#### [PROMPT A]
According to the court opinion excerpt, on what date did the Commence software stop working?

--- QUOTED TEXT ---

Defendant claims that the code that purportedly caused the software's malfunction is not a "time bomb" and such malfunction did not affect all users. See Deposition of Commence's President Larry Caretsky's at pp. 26-27. Defendant also maintains that the malfunction did not cause a total shut-down of the software or cause a total corruption of any user's entire computer system. See Deposition of Commence Chief Techology Officer Todd Pape at pp. 27-29. Rather, the malfunction affected the synchronization engine (a component of the server software) which allows for the sharing of certain data. Id.

In its Amended Complaint, Plaintiff alleges causes of action under the Computer Fraud and Abuse Act, 18 U.S.C. § 1030 ("CFAA") and the New Jersey Consumer Fraud Act, N.J.S.A. 56:8-1, et seq. ("NJCFA"). On this motion, Plaintiff requests that this case be certified as a class action on behalf of all of the networked users of Commence software who suffered damages when the software stopped working on March 20, 2006 ("All User Class"). In the alternative, Plaintiff seeks certification of two subclasses: the first subclass consists of all users of networked versions of Commence's software on March 20, 2006, who were supplied with a patch but did not have to purchase an upgrade to apply the patch ("Non-Upgrade Class"); and the second subclass consists of all users of networked versions of Commence's software on March 20, 2006, who were required to purchase an upgrade to apply the patch ("Upgrade Class").

II. STANDARD OF REVIEW

Rule 23 contains two sets of requirements. First, a party seeking class certification must demonstrate that the class satisfies the requirements of Rule 23(a): "(1) the class is so numerous that joinder of all members is impracticable [numerosity]; (2) there are questions of law or fact common to the class [commonality]; (3) the claims or defenses of the representative parties are typical of the claims or defenses of the class [typicality]; and (4) the representative parties will fairly and adequately protect the interests of the class [adequacy]." Fed. R. Civ. P. 23(a). Second, plaintiffs must show that the requirements of one of the provisions of Rule 23(b) are met. Because Plaintiff here seeks certification under Rule 23(b)(3), the Court must find "that the questions of law or fact common to class members predominate over any questions affecting only individual members, and that a class action is superior to other available methods for fairly and efficiently adjudicating the controversy." Fed. R. Civ. P. 23(b)(3). These requirements are known as predominance and superiority. In re Constar Int'l Inc. Sec. Litig., 585 F.3d 774, 780 (3d Cir. 2009).

--- SUPPLIED MATERIAL ---

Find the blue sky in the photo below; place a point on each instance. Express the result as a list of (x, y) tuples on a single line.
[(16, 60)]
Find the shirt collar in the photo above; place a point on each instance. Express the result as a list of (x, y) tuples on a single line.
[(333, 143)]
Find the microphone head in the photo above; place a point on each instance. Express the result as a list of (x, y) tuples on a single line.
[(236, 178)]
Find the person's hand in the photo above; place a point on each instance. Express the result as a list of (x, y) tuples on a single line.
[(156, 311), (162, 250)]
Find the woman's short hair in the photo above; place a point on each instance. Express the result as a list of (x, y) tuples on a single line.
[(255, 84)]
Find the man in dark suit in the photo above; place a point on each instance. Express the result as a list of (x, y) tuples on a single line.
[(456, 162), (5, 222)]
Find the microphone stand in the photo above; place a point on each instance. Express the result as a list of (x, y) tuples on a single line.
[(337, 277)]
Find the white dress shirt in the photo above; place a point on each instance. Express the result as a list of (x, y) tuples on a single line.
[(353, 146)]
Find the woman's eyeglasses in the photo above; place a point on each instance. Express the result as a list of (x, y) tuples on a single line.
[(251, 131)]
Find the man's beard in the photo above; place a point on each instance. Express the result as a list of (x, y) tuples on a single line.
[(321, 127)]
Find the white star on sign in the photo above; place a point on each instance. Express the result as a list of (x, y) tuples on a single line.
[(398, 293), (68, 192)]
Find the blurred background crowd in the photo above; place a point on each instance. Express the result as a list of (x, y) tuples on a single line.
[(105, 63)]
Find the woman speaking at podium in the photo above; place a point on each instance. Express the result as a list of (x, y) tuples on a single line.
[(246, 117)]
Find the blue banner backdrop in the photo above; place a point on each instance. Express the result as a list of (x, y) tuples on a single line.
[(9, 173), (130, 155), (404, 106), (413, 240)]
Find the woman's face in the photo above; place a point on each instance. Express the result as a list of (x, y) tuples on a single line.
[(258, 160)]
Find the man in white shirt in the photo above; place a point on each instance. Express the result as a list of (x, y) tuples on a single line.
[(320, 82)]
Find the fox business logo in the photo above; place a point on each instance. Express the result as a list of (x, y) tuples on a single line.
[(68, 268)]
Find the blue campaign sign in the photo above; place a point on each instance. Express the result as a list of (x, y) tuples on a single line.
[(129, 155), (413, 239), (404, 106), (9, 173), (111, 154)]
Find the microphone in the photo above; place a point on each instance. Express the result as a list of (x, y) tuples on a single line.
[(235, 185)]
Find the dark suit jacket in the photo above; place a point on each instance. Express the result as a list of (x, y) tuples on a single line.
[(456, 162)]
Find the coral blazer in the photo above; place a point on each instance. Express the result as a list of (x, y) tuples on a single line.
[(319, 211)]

---
--- SUPPLIED MATERIAL ---

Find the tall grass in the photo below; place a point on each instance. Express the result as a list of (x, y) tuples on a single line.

---

#### [PROMPT B]
Write out the listing again, starting with the line that contains "Find the blue sky" and going on through the line that contains "[(9, 173), (130, 155), (404, 106), (413, 240)]". Include every line in that span, and add 76 to every x and y coordinate.

#### [TASK ANSWER A]
March 20, 2006

#### [TASK ANSWER B]
Find the blue sky in the photo below; place a point on each instance. Express the result as a list of (x, y) tuples on a single line.
[(92, 136)]
Find the shirt collar in the photo above; place a point on each instance. Express the result as a list of (x, y) tuples on a single line.
[(409, 219)]
Find the microphone head in the photo above; place a point on each instance. Express the result as a list of (x, y) tuples on a single line.
[(312, 254)]
Find the person's hand in the photo above; place a point on each instance. Express the result as a list of (x, y) tuples on a single line.
[(232, 387), (238, 326)]
Find the woman's short hair in the photo above; place a point on each instance. Express the result as a list of (x, y) tuples on a single line.
[(331, 160)]
Find the man in dark suit in the photo above; place a point on each instance. Express the result as a list of (x, y) tuples on a single line.
[(532, 238), (81, 298)]
Find the microphone stand in the photo above; place a point on each instance. Express the result as a list of (x, y) tuples on a single line.
[(413, 353)]
Find the white dress shirt in the photo above; place a point on each instance. Express the result as a list of (x, y) tuples on a single line.
[(429, 222)]
Find the woman's eyeglasses in the photo above; place a point on each instance. Express the result as a list of (x, y) tuples on a single line.
[(327, 207)]
Find the man's beard in the photo above; place a point on each instance. Express the result as a list of (x, y) tuples on a single line.
[(397, 203)]
Find the white star on sign in the photo above; place a point on each instance. Express the result as a list of (x, y) tuples on a single line.
[(474, 369), (144, 268)]
Find the blurred background crowd in the photo above; place a point on each instance. Express the result as a list of (x, y) tuples on a single line.
[(181, 139)]
Find the woman speaking at podium in the photo above; place a point on each instance. Express the result as a list of (x, y) tuples on a single line.
[(322, 193)]
Find the blue banner backdrop in the photo above; place a point on each instance. Express the result as a list of (x, y) tuples on a single line.
[(85, 249), (206, 231), (480, 182), (489, 316)]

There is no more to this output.